-- Begin --

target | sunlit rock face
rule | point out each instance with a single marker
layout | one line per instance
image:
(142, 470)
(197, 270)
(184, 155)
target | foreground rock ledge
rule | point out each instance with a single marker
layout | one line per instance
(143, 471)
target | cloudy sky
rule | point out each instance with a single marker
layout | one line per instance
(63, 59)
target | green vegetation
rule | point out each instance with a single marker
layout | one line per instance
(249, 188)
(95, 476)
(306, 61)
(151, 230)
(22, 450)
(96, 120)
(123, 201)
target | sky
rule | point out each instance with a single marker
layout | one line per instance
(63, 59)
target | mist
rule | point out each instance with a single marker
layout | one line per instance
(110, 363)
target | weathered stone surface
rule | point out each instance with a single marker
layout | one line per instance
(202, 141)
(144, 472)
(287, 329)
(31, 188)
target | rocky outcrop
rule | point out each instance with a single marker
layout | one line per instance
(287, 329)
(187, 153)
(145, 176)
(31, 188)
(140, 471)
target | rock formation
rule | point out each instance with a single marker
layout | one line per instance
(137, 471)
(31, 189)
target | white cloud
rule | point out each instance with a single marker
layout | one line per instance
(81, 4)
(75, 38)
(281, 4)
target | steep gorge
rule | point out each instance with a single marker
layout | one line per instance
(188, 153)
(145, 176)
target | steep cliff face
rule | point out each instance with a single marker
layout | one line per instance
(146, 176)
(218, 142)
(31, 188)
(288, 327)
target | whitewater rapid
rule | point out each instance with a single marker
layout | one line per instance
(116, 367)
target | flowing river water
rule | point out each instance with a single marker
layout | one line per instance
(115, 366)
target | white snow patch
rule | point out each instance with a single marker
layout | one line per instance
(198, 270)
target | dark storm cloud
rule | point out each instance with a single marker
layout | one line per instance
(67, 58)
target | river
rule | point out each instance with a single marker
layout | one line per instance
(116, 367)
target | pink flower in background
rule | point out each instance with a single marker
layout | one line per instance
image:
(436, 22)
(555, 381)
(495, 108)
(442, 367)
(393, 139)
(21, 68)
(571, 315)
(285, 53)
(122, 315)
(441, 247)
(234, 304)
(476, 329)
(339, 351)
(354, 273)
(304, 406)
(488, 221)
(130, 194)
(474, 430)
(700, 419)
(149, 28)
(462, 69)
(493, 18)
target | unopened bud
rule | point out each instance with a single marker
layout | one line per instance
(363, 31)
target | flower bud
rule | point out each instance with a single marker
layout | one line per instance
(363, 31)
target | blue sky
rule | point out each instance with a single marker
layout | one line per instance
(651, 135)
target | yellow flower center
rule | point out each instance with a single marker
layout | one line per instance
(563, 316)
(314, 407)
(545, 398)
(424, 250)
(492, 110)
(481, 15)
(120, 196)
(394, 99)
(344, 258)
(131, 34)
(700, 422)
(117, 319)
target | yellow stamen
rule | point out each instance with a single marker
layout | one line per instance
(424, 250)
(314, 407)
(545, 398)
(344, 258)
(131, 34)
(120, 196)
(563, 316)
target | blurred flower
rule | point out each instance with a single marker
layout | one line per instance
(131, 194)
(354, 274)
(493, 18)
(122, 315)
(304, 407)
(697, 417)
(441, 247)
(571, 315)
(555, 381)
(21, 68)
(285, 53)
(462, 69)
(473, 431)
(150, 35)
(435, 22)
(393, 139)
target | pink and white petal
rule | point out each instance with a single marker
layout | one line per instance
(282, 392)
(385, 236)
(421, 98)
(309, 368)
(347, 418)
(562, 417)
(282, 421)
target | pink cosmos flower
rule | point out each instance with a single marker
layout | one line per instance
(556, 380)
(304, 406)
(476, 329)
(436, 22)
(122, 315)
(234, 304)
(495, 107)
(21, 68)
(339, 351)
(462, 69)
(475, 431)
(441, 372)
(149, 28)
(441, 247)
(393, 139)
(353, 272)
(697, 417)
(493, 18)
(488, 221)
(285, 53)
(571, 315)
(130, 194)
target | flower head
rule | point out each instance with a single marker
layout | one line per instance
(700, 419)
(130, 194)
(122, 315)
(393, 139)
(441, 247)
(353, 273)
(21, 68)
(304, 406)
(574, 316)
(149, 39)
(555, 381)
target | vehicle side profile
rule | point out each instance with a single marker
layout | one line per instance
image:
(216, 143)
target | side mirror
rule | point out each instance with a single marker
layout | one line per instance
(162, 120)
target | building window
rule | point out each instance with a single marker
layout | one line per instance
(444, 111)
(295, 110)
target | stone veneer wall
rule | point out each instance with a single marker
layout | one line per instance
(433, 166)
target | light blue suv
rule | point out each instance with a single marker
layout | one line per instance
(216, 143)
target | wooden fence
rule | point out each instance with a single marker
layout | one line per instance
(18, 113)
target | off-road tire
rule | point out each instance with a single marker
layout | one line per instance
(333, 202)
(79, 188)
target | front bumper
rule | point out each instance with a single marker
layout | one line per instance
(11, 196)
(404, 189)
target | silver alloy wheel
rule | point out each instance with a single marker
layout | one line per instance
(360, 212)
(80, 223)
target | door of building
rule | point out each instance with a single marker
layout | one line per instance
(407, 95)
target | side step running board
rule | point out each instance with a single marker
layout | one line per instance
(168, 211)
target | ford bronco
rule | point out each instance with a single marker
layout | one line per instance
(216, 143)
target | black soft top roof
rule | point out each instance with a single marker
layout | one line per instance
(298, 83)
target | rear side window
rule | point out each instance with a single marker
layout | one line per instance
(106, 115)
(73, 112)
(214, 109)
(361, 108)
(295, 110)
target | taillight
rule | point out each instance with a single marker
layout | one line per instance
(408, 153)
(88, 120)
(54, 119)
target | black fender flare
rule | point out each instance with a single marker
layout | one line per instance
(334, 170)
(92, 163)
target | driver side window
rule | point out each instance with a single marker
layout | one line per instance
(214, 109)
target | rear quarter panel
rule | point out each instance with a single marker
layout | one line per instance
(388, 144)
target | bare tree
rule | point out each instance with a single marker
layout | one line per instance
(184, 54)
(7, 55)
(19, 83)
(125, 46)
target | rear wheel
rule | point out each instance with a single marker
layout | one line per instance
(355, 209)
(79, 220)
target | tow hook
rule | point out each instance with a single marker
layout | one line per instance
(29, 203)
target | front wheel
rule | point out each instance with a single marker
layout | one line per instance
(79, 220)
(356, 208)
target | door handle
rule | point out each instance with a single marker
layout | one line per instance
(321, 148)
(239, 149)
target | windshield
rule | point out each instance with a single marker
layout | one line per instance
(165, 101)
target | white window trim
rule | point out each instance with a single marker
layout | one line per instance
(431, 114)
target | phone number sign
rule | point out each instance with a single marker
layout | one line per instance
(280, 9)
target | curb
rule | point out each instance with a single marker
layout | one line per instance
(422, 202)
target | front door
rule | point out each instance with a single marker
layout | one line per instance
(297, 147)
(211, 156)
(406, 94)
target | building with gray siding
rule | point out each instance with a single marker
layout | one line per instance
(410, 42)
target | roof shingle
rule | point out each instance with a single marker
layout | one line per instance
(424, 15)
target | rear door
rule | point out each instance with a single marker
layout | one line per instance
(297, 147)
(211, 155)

-- End --

- **Written task**
Could you pull every line of the material above and copy each one out unchanged, in its original order?

- **Output below**
target | sunlit rock face
rule | point out each instance with a single marker
layout | one line per instance
image:
(142, 470)
(197, 270)
(184, 155)
target | foreground rock ledge
rule | point out each instance with a single marker
layout | one line per instance
(143, 471)
target | cloudy sky
rule | point out each instance with a single marker
layout | one line per instance
(63, 59)
target | green vegetation
rule | point out each instance with a single marker
layout | one line per instance
(249, 188)
(95, 476)
(306, 61)
(151, 230)
(22, 450)
(96, 120)
(123, 201)
target | sky
rule | point out each instance with a single marker
layout | one line per instance
(63, 59)
target | mist
rule | point out each instance with a single marker
layout | one line per instance
(110, 363)
target | weathered stone surface
rule | point out each instance with a single marker
layout | one line per instance
(202, 141)
(144, 472)
(287, 329)
(31, 188)
target | rocky outcrop
rule | point out each instance with a single marker
layout | one line per instance
(287, 329)
(187, 153)
(145, 176)
(31, 188)
(140, 471)
target | rock formation
rule | point out each instance with a single marker
layout | one line per instance
(137, 471)
(31, 189)
target | white cloud
rule | point out each instance with a single marker
layout | one line per instance
(81, 4)
(75, 38)
(281, 4)
target | steep gorge
rule | point out each instance with a single marker
layout | one line per instance
(188, 153)
(145, 176)
target | steep cliff face
rule | point out each instance with a single marker
layout | one line per instance
(146, 176)
(218, 142)
(31, 188)
(288, 327)
target | whitewater rapid
rule | point out each instance with a single marker
layout | one line per instance
(116, 367)
target | flowing river water
rule | point out each instance with a single marker
layout | one line per instance
(115, 366)
target | white snow patch
rule | point out each instance with a single marker
layout | one line per instance
(198, 270)
target | dark storm cloud
rule | point out each instance with a single marker
layout | one line per instance
(67, 58)
target | river
rule | point out each instance with a single marker
layout | one line per instance
(116, 367)
target | pink flower in background
rule | point out each instance with a single marker
layout | one line per instance
image:
(436, 22)
(555, 381)
(495, 108)
(442, 367)
(393, 139)
(21, 68)
(571, 315)
(285, 53)
(122, 315)
(441, 247)
(234, 304)
(476, 329)
(339, 351)
(354, 273)
(304, 406)
(488, 221)
(130, 194)
(474, 430)
(700, 419)
(149, 28)
(462, 69)
(493, 18)
target | unopened bud
rule | point out each instance with a single marker
layout | one line per instance
(363, 31)
target | flower bud
rule | point out each instance with a single marker
layout | one line per instance
(363, 31)
target | blue sky
rule | point out each instance with a single marker
layout | one line per instance
(651, 135)
target | yellow flower center
rule | point out each instance with a single marker
layout | one line per instance
(563, 316)
(314, 407)
(545, 398)
(424, 250)
(492, 110)
(481, 15)
(120, 196)
(394, 99)
(344, 258)
(131, 34)
(700, 422)
(117, 319)
target | yellow stamen
rule | point out each instance with a single marker
layout | one line per instance
(424, 250)
(314, 407)
(545, 398)
(344, 258)
(131, 34)
(120, 196)
(563, 316)
target | blurred flower
rule | point out each instance with a single marker
layout | one line per instance
(131, 194)
(354, 274)
(493, 18)
(122, 315)
(304, 407)
(697, 417)
(441, 247)
(571, 315)
(555, 381)
(21, 68)
(285, 53)
(462, 69)
(473, 431)
(150, 35)
(435, 22)
(393, 139)
target | pink and white petal
rule | point out each instance with a single marker
layout | one line per instance
(282, 392)
(385, 236)
(421, 98)
(309, 368)
(347, 418)
(562, 417)
(282, 421)
target | pink cosmos flower
rule | point out each instance with a single marker
layout | one line per instance
(556, 380)
(304, 406)
(476, 329)
(436, 22)
(122, 315)
(234, 304)
(495, 107)
(21, 68)
(339, 351)
(462, 69)
(475, 431)
(441, 372)
(149, 28)
(441, 247)
(393, 139)
(353, 272)
(697, 417)
(493, 18)
(488, 221)
(285, 53)
(571, 315)
(130, 194)
target | flower head
rule | point out each instance with a single marker
layout | one line per instance
(700, 419)
(130, 194)
(122, 315)
(393, 139)
(441, 247)
(353, 273)
(21, 68)
(304, 406)
(574, 316)
(149, 39)
(555, 381)
target | vehicle side profile
rule | point out each instance with a single marker
layout | one line per instance
image:
(216, 143)
target | side mirror
rule | point out each instance with a single marker
layout | one line per instance
(162, 120)
target | building window
rule | point out each instance with a single marker
layout | one line per instance
(444, 111)
(295, 110)
target | stone veneer wall
rule | point out each instance with a single marker
layout | one line per instance
(433, 166)
target | light blue suv
rule | point out each instance with a single marker
layout | one line per instance
(216, 143)
target | wooden fence
rule | point out each instance with a single marker
layout | one line per instance
(18, 113)
target | off-road tire
rule | point out each instance with a single marker
layout | one line per instance
(333, 202)
(79, 188)
target | front bumper
rule | point out each instance with a single marker
layout | one line per instance
(11, 196)
(404, 189)
target | silver alloy wheel
rule | point out each instance with a single marker
layout | one line per instance
(360, 212)
(80, 223)
target | door of building
rule | point out each instance with a single marker
layout | one line per instance
(407, 95)
target | side step running board
rule | point out each instance with a single marker
layout | one line per instance
(168, 211)
target | ford bronco
rule | point out each instance with a single marker
layout | one line per instance
(216, 143)
target | black soft top roof
rule | point out each instance with a single marker
layout | one line per instance
(298, 83)
target | rear side window
rule | point out each instance with a single marker
layout | one line per instance
(106, 115)
(73, 112)
(214, 109)
(361, 108)
(295, 110)
target | taillight
rule | point out each instance with a single marker
layout | one line per instance
(408, 153)
(88, 120)
(54, 119)
target | black fender flare
rule | point out each instance with a single marker
layout | one line per instance
(334, 170)
(92, 163)
target | driver side window
rule | point out each instance with a single marker
layout | one line per instance
(214, 109)
target | rear quarter panel
rule | point out each instance with a single marker
layout | one line per instance
(388, 144)
target | bare tree
rule | point out each instance with a single marker
layout | one line per instance
(184, 54)
(7, 55)
(19, 83)
(125, 46)
target | rear wheel
rule | point out each instance with a single marker
layout | one line per instance
(355, 209)
(79, 220)
target | tow hook
rule | point out each instance with a single marker
layout | one line per instance
(29, 203)
target | front wheel
rule | point out each instance with a single marker
layout | one line per instance
(79, 220)
(356, 208)
target | door handle
rule | point out each instance with a single marker
layout | one line per instance
(321, 148)
(239, 149)
target | windshield
rule | point out each instance with a single marker
layout | one line per instance
(165, 101)
target | white window trim
rule | point out each instance with a single marker
layout | one line per instance
(431, 114)
target | phone number sign
rule | point out each instance with a single marker
layout | one line per instance
(280, 9)
target | curb
rule | point out each instance with a single marker
layout | one line per instance
(422, 202)
target | front door
rule | point out each instance with a single marker
layout | one line per instance
(297, 147)
(211, 156)
(406, 94)
target | building with gray siding
rule | point out each instance with a single marker
layout | one line per instance
(410, 42)
target | roof shingle
rule | point out each instance with a single marker
layout | one line per instance
(424, 15)
target | rear door
rule | point out each instance with a single marker
layout | one line per instance
(297, 147)
(211, 155)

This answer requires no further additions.